__Provided records__.
* * *
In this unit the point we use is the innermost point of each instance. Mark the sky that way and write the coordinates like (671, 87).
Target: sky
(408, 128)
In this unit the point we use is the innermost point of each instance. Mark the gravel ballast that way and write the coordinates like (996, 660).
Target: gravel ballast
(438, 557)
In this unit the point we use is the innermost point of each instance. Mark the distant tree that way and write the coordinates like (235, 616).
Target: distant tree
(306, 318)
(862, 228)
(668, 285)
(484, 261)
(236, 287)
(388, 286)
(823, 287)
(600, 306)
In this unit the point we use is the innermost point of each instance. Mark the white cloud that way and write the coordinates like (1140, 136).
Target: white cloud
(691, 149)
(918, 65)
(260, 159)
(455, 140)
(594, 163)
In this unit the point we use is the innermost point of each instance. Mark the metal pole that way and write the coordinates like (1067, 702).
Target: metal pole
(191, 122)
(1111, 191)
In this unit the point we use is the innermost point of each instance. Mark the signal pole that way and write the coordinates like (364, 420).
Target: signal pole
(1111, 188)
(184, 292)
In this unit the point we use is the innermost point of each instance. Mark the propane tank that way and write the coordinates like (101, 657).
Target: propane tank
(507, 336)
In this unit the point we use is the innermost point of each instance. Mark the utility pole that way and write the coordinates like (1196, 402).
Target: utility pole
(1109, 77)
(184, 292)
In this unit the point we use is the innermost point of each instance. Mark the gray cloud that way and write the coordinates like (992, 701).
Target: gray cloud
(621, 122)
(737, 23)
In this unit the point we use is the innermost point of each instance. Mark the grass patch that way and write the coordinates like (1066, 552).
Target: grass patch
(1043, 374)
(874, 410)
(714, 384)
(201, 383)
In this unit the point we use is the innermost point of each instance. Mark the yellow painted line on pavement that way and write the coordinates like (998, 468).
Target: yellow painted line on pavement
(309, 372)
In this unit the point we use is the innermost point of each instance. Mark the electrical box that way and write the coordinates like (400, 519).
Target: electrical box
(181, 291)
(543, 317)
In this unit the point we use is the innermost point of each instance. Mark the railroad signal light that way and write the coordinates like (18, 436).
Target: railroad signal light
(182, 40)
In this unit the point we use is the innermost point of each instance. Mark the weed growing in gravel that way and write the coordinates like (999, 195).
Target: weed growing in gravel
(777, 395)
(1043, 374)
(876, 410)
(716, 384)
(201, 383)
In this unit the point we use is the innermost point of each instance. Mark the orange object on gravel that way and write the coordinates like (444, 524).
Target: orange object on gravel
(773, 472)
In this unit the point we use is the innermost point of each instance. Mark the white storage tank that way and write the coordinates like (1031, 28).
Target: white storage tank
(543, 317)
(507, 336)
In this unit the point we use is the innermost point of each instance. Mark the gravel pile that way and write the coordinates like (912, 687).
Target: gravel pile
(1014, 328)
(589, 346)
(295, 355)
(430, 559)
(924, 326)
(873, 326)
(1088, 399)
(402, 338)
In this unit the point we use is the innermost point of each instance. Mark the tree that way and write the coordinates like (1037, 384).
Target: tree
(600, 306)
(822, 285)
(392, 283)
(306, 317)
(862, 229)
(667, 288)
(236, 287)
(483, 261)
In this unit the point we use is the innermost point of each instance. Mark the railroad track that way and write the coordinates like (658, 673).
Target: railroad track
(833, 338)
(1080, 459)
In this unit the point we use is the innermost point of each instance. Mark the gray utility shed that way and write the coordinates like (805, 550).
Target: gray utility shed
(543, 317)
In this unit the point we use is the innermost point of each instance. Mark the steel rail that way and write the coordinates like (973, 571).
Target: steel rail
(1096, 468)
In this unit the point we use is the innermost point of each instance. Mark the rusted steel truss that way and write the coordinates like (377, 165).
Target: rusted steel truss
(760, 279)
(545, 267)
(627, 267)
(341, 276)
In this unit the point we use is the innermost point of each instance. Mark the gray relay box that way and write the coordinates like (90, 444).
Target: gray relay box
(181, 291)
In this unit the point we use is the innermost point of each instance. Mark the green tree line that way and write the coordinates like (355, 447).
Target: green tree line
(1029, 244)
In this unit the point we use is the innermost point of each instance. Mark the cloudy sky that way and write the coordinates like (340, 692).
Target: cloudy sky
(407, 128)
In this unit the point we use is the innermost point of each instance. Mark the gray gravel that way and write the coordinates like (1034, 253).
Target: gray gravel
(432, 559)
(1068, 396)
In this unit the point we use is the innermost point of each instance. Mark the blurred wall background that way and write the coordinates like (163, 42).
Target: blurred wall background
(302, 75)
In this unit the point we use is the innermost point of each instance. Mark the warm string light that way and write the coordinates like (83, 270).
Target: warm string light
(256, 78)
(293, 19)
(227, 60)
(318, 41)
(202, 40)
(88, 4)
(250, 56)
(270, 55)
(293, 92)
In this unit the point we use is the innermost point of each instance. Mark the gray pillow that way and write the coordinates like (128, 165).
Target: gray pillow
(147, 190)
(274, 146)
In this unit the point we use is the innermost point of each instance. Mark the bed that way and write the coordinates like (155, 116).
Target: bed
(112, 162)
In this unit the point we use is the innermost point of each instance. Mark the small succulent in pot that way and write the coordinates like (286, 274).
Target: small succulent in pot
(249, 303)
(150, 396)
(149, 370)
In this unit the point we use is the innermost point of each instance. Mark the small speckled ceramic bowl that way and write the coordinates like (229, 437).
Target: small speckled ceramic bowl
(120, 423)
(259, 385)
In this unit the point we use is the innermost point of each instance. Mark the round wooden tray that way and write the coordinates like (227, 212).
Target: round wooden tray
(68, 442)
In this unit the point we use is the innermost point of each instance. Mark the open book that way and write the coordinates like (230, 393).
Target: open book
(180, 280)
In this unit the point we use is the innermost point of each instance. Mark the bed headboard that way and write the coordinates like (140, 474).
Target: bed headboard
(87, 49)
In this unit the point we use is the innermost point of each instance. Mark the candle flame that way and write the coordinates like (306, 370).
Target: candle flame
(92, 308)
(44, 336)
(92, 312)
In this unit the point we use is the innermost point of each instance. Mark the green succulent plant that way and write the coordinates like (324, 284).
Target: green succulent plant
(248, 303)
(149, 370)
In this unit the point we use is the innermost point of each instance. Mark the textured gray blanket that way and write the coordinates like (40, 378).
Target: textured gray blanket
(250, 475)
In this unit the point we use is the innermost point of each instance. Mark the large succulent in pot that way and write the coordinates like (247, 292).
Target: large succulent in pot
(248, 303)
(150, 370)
* * *
__Directive__.
Reproduce the records above exactly as they appear.

__Full response__.
In this unit the point we use is the innermost point of each instance. Mark the sky that way and write the coordinates like (671, 87).
Target: sky
(408, 128)
In this unit the point we use is the innermost point of each instance. Mark the gravel ballast that way and write the coordinates like (996, 660).
Target: gravel ballast
(438, 557)
In this unit the point we use is the innermost point of each instance. Mark the distant tree that way and write the coordinates like (235, 616).
Target: distant tree
(306, 318)
(862, 228)
(668, 285)
(484, 261)
(236, 287)
(388, 286)
(823, 287)
(600, 306)
In this unit the point we use is the innermost point of each instance. Mark the white cloud that way and write the coordinates like (1140, 136).
Target: white cloud
(691, 149)
(918, 65)
(260, 159)
(455, 140)
(594, 163)
In this unit the point we use is the innermost point of each instance. Mark the metal pole that way and write the coordinates like (1067, 702).
Target: metal pole
(191, 122)
(1111, 191)
In this unit the point we use is the innermost point of each instance. Mark the signal pole that way and write the coordinates like (364, 420).
Target: signal pole
(1111, 188)
(184, 292)
In this unit the point we use is the innermost point of each instance. Mark the propane tank that way and write the coordinates like (101, 657).
Target: propane tank
(507, 336)
In this unit the point we use is the innermost point of each instance. Mark the utility pole that way and write the coordinates like (1196, 402).
Target: utility pole
(1109, 77)
(184, 292)
In this unit the point we use is the innermost point of each instance. Mark the gray cloud that way and write the coordinates like (992, 701).
Target: gray cloud
(621, 122)
(737, 23)
In this unit the point we use is the innermost point of each instance. Mark the grass patch that way and write the coordinates like (1066, 552).
Target: grass patch
(1043, 374)
(874, 410)
(714, 384)
(201, 383)
In this unit the point we use is the innermost point of each instance. Mark the yellow painted line on pavement that way and write the coordinates like (998, 468).
Target: yellow painted line on pavement
(309, 372)
In this unit the point we use is the innermost point of each instance. Mark the electrical box that way and write the coordinates like (400, 519).
Target: electrical box
(181, 291)
(543, 317)
In this unit the point we use is the innermost point of each instance. Mark the railroad signal light that way and write the coordinates like (18, 436).
Target: railroad signal light
(182, 40)
In this unit the point we use is the innermost point of each instance. Mark the weed growing in gravel that way and write the coordinates like (999, 195).
Target: weed growing in gravel
(777, 395)
(1043, 374)
(876, 410)
(716, 384)
(201, 383)
In this unit the point we use is the innermost point of each instance. Mark the orange object on gravel that way and write the coordinates like (444, 524).
Target: orange object on gravel
(773, 472)
In this unit the point we use is the innermost point of each instance. Mark the white storage tank that way and write the coordinates like (1031, 28).
Target: white storage tank
(543, 317)
(507, 336)
In this unit the point we use is the innermost point of each instance. Mark the gravel pile that way and write the coordinates like (912, 687).
Target: gravel pile
(1014, 328)
(589, 346)
(295, 355)
(430, 559)
(924, 326)
(873, 326)
(1088, 399)
(402, 338)
In this unit the point we use is the innermost point of each instance. Mark the tree that way and write the coordinates like (1037, 384).
Target: tree
(600, 306)
(822, 285)
(392, 283)
(306, 317)
(862, 229)
(667, 288)
(236, 287)
(483, 261)
In this unit the point we use is the innermost point of each instance. Mark the railroad track that way and write the coordinates like (658, 673).
Target: railroad track
(833, 338)
(1080, 459)
In this unit the point we use is the innermost point of each instance. Mark the gray utility shed that way and write the coordinates like (805, 550).
Target: gray utility shed
(543, 317)
In this unit the point we use is the innermost point of each instance. Mark the steel rail that way and write the coordinates like (973, 571).
Target: steel rail
(1096, 468)
In this unit the point we use is the innermost point of each instance. Mark the rusted steel truss that way and write the coordinates like (377, 165).
Target: rusted steel truss
(760, 279)
(545, 267)
(627, 267)
(341, 276)
In this unit the point we use is the innermost point of each instance. Mark the gray relay box that way and write the coordinates like (90, 444).
Target: gray relay box
(181, 291)
In this unit the point we use is the innermost point of each instance. Mark the green tree line that way and write the coordinates like (355, 447).
Target: green tree line
(1029, 244)
In this unit the point we use is the innermost point of each instance. Mark the cloudy sky that way and write the coordinates like (340, 692).
Target: cloudy sky
(407, 128)
In this unit the point we use is the innermost point of each instance. Mark the gray gravel that way and write the coordinates like (1034, 253).
Target: gray gravel
(432, 559)
(1068, 396)
In this unit the point we use is the innermost point of each instance. Mark the blurred wall background that way and write the coordinates like (163, 42).
Target: blurred wall background
(302, 75)
In this unit the point we use is the innermost point of each instance. Mark the warm string light that way and write the coordinates like (83, 270).
Target: warm string light
(256, 78)
(293, 19)
(227, 60)
(318, 41)
(202, 40)
(88, 4)
(250, 56)
(270, 55)
(293, 92)
In this unit the point we use is the innermost point of each instance. Mark the gray pillow that way and write the coordinates like (128, 165).
Target: gray pillow
(147, 190)
(274, 146)
In this unit the point we use is the innermost point of each instance. Mark the bed that way and write the coordinates like (155, 116).
Target: bed
(112, 162)
In this unit the point we use is the innermost point of each instance. Mark the small succulent in pot that way and write the coordinates like (286, 274).
Target: small succulent in pot
(249, 303)
(150, 396)
(149, 370)
In this unit the point we use is the innermost point of each instance. Mark the small speckled ceramic bowl that way and write the coordinates like (229, 437).
Target: small speckled ceramic bowl
(120, 423)
(259, 385)
In this unit the point we use is the innermost point of each instance. Mark the round wooden tray that way and write the coordinates like (227, 212).
Target: round wooden tray
(68, 442)
In this unit the point we use is the innermost point of each instance. Mark the open book that way and write the coordinates like (230, 393).
Target: open book
(180, 280)
In this unit the point we use is the innermost point of each instance. Mark the bed headboard that way and write the coordinates like (140, 474).
Target: bed headboard
(87, 49)
In this unit the point we use is the innermost point of each instance. Mark the candle flame that way and write the coordinates like (306, 370).
Target: candle flame
(92, 308)
(44, 336)
(92, 312)
In this unit the point we use is the innermost point of each instance. Mark the green succulent plant that way and write the coordinates like (324, 284).
Target: green succulent plant
(248, 303)
(149, 370)
In this unit the point we use is the innermost point of each instance. Mark the textured gray blanket that way and write the coordinates like (40, 378).
Target: textured gray blanket
(250, 475)
In this unit the point we use is the innermost point of each instance. Mark the large succulent in pot that way and write the coordinates like (247, 292).
Target: large succulent in pot
(248, 303)
(150, 370)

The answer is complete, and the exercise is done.